**** Data for processing

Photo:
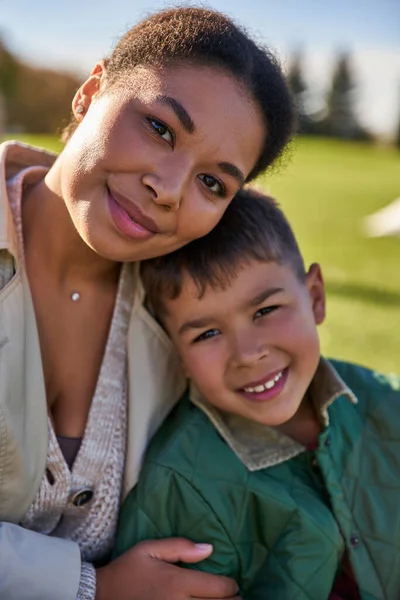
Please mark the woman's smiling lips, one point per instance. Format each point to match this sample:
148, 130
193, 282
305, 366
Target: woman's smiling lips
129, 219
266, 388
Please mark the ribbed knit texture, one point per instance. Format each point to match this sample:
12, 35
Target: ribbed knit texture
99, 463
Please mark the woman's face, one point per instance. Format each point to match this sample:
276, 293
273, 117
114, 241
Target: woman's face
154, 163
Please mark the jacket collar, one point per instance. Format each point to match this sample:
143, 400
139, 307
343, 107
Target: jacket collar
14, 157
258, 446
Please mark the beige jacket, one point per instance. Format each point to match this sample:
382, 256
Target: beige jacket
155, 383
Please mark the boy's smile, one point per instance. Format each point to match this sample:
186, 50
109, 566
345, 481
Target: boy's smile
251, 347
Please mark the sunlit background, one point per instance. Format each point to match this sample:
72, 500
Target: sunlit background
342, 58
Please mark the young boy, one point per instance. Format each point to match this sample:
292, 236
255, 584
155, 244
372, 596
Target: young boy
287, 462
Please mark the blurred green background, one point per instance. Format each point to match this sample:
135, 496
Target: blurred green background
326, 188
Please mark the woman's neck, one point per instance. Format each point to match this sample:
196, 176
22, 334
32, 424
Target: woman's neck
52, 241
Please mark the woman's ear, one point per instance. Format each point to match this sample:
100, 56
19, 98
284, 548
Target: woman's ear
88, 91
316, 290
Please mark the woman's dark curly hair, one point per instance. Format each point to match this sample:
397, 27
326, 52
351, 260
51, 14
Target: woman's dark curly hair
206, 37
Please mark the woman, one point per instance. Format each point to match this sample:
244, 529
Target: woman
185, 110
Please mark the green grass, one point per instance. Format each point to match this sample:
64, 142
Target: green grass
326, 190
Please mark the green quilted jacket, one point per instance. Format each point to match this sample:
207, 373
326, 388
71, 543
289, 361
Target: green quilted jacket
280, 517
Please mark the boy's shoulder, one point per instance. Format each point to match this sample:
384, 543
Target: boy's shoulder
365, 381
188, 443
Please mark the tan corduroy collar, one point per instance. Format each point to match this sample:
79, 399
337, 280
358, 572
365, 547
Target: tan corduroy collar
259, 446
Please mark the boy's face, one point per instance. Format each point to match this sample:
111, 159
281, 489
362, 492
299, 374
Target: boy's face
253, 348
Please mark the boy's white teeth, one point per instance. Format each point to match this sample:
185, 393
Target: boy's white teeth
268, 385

********

== What you have to do ==
Reproduce every line of the material above without changes, but leave the picture out.

== In response ==
Photo:
Please mark the woman's smiling lips, one point per instance. Format each point to match this sample:
148, 130
193, 282
305, 366
Target: woman's smiling lips
129, 219
266, 388
Please mark the ribbed knit texture, one point per instance. Format each point to match this sample:
12, 35
Target: ribbed knit texture
99, 463
Please mark the woman's face, one point per instance. Format each point to match this sample:
276, 293
273, 117
114, 241
Target: woman's face
154, 163
Please mark the jacket collar, one point per instance. Format each point to match this sample:
143, 400
139, 307
343, 107
Target: jacket collar
14, 157
258, 446
Please mark the beige jacket, one point per instance. Format each point to match this sample:
382, 256
Target: beige jacket
155, 383
Please mark the boy's smile, one point per instance. Format each point to match this sample:
186, 50
109, 566
345, 481
Target: boy's smile
251, 347
Please mark the sunlit background, one point per instance. Format each point to match this sample:
72, 500
Target: sunlit background
342, 58
Please mark the young boy, one point per instance. Format each point to match this sample:
292, 236
255, 584
155, 244
372, 596
Target: young boy
287, 462
Please mark the blurred green background, one point per instance. Format each point to match this sample:
135, 496
Target: blurred green background
326, 188
Please mark the woman's neck, one point per instance. Format each point to match this sample:
196, 176
22, 334
32, 424
Target: woman's neck
52, 241
Please mark the woman's ear, one point per instance. Format each point to match this sample:
100, 56
19, 98
284, 548
Target: woman's ear
88, 91
316, 290
Please mark the woman's dark curly hair, one point per instance. Format each point to match this sample:
397, 27
326, 52
351, 260
51, 14
Target: woman's dark curly hair
206, 37
Please mark the woman, one point per instance. Format each point to match this sample:
244, 529
Target: woman
185, 110
Please mark the green grass, one point per instance. Format each point to match this sample:
64, 142
Target: green grass
326, 190
Please mark the green quilted jacket, one point per instance. Format each point to match this sample:
207, 373
326, 388
71, 543
289, 361
Target: green quilted jacket
280, 517
Please mark the boy's shoulder, one point per instance. Format each point to match this sample:
384, 543
Target: boy's shoulder
365, 381
188, 443
Please mark the tan corduroy collar, one point per instance. Format each point to match this sample:
79, 399
337, 280
358, 572
365, 547
Target: tan corduroy collar
259, 446
Please mark the boy's face, one point per instance. Format each point to match this sample:
111, 159
281, 489
362, 492
299, 374
Target: boy's face
253, 348
Please mark the boy's white teeth, one point per instance. Format each point to match this sample:
185, 393
Target: boy's white teeth
268, 385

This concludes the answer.